— SET TASK —
Collect every line of the data that contains the string "tree". Case counts.

(Region annotation entries)
________________

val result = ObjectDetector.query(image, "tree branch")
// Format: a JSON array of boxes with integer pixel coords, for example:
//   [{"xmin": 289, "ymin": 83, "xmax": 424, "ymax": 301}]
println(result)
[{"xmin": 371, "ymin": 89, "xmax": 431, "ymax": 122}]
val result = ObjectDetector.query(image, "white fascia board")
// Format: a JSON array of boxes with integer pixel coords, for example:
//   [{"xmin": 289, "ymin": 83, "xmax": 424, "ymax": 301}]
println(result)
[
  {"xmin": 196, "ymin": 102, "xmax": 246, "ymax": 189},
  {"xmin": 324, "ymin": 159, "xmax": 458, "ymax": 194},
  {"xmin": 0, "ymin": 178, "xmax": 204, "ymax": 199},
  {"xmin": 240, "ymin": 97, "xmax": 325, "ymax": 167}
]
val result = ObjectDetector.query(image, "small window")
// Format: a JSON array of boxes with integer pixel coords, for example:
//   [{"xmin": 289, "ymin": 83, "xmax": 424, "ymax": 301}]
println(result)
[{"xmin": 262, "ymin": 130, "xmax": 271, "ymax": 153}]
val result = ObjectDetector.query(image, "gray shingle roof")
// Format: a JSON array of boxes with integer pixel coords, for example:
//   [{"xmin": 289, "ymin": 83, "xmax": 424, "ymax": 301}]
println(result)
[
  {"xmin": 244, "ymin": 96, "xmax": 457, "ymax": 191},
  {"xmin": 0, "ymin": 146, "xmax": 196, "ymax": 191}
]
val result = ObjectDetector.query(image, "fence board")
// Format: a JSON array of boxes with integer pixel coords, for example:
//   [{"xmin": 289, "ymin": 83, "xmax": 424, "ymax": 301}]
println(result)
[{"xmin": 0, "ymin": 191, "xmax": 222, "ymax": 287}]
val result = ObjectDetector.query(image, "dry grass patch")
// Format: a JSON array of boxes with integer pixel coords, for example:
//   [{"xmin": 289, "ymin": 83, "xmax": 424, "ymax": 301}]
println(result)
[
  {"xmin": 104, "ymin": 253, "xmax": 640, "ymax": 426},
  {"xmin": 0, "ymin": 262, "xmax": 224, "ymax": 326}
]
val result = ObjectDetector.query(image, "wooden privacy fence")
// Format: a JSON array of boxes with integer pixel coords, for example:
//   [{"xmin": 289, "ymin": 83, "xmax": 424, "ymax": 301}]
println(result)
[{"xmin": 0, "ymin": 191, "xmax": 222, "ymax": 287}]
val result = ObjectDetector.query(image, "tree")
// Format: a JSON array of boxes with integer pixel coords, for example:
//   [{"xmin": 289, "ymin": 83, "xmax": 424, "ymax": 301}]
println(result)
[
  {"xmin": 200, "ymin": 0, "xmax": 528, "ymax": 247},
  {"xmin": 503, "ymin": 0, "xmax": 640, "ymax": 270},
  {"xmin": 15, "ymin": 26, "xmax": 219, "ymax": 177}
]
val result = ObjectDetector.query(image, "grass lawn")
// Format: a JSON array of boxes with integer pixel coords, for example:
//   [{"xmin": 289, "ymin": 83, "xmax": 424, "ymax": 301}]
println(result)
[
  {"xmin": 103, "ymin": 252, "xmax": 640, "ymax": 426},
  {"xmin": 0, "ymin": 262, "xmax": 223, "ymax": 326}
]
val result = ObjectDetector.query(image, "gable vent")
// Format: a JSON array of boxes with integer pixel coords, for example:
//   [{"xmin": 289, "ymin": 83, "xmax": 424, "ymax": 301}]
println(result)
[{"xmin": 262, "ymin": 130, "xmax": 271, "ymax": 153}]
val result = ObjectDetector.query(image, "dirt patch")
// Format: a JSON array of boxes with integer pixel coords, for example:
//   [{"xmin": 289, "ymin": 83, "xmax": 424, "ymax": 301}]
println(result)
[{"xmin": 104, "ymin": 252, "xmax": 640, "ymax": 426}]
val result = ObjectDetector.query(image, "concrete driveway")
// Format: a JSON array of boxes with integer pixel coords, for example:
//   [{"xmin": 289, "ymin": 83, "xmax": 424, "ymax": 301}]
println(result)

________________

— RIGHT ANSWER —
val result = ObjectDetector.query(image, "tree branch")
val result = ObjectDetector.query(image, "tree")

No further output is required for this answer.